Em 2020 e parte de 2021, o então presidente Bolsonaro encontrou o que julgou ser o inimigo ideal para torná-lo uma personagem da extrema direita no mundo: a Covid-19. Transformou em política de governo o seu negacionismo em relação ao poder de contágio e letalidade do vírus. Descumpriu as orientações da Organização Mundial da Saúde (OMS) quanto aos cuidados necessários para evitar o agravamento do contágio em um momento que não existiam remédios nem vacina para lidar com a doença. A população brasileira viveu o medo de ser a próxima vítima do vírus. Toda essa história é contada nas 1,3 mil páginas do relatório final da Comissão Parlamentar de Inquérito do Senado da Covid-19 (CPI da Covid), que colocou as digitais do governo Bolsonaro na morte de 700 mil brasileiros pelo vírus. Há livros, trabalhos de pesquisa e muitos artigos descrevendo esse período da história brasileira. Lembro-me da mania de Bolsonaro de simplificar as coisas. Por exemplo. Ele não se envolvia em nenhum assunto econômico. Dizia que era tudo com o seu ministro da Economia, Paulo Guedes, a quem chamava de Posto Ipiranga, referindo-se a uma publicidade que dizia que tudo podia ser resolvido nos postos de serviço de determinada marca. Guedes entrou para a história como o Posto Ipiranga de Bolsonaro. Atualmente, quando as manchetes continuam sendo ocupadas pelos escândalos do ex-presidente, a ideia que se tem é que Bolsonaro não fazia outra coisa no seu governo a não ser armar confusão. Esta ideia não existe porque a imprensa pegou no pé do ex-presidente. Ela foi construída tijolo por tijolo pelos marqueteiros de Bolsonaro. Não importam as obras deixadas pelo governo, mas o número de confusões que mantiveram nas manchetes o nome do governante.
Essa é a nova realidade dos governos nos dias atuais. Escândalos, conspirações e outros malfeitos são as obras deixadas pela administração. São elas que mantêm o nome do governante nos jornais. E se transformam em votos nas eleições seguintes. No caso de Bolsonaro, ele mantém o seu prestígio na extrema direita, que é usado para eleger quem o apoia, já que ele próprio foi declarado inelegível pelos próximos oito anos pelo Tribunal Superior Eleitoral TSE). Se essa estratégia dará certo ou não, ninguém sabe. As eleições municipais serão uma oportunidade de se conhecer o grau da sua eficiência.

### Linhas listadas
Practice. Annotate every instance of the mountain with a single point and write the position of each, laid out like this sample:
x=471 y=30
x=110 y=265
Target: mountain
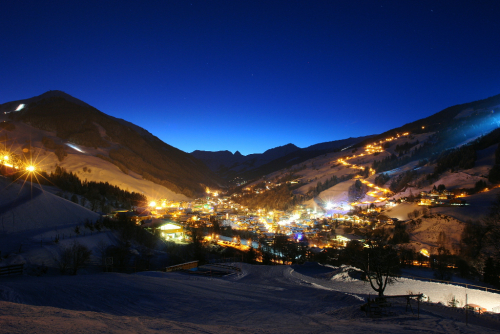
x=458 y=148
x=65 y=120
x=223 y=160
x=229 y=165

### Exercícios a resolver
a - Responda com base no texto sobre Bolsonaro:
(i) Quantas páginas tem o relatório final da CPI da Covid?
(ii) Como Bolsonaro chamava o seu ministro da Economia, Paulo Guedes?
(iii) Por quantos anos Bolsonaro foi declarado inelegível pelo TSE?
b - Por favor, reproduza sem alterações o trecho do texto sobre Bolsonaro que vai de "Essa é a nova" a "da sua eficiência.".
c - Liste todas as instituições que o texto sobre Bolsonaro menciona acompanhadas de sigla.
As linhas não têm nenhum papel nestas tarefas.

### Respostas abaixo
a -
(i) 1,3 mil páginas.
(ii) Posto Ipiranga.
(iii) Oito anos.

b -
Essa é a nova realidade dos governos nos dias atuais. Escândalos, conspirações e outros malfeitos são as obras deixadas pela administração. São elas que mantêm o nome do governante nos jornais. E se transformam em votos nas eleições seguintes. No caso de Bolsonaro, ele mantém o seu prestígio na extrema direita, que é usado para eleger quem o apoia, já que ele próprio foi declarado inelegível pelos próximos oito anos pelo Tribunal Superior Eleitoral TSE). Se essa estratégia dará certo ou não, ninguém sabe. As eleições municipais serão uma oportunidade de se conhecer o grau da sua eficiência.

c -
Organização Mundial da Saúde (OMS)
Comissão Parlamentar de Inquérito do Senado da Covid-19 (CPI da Covid)
Tribunal Superior Eleitoral (TSE)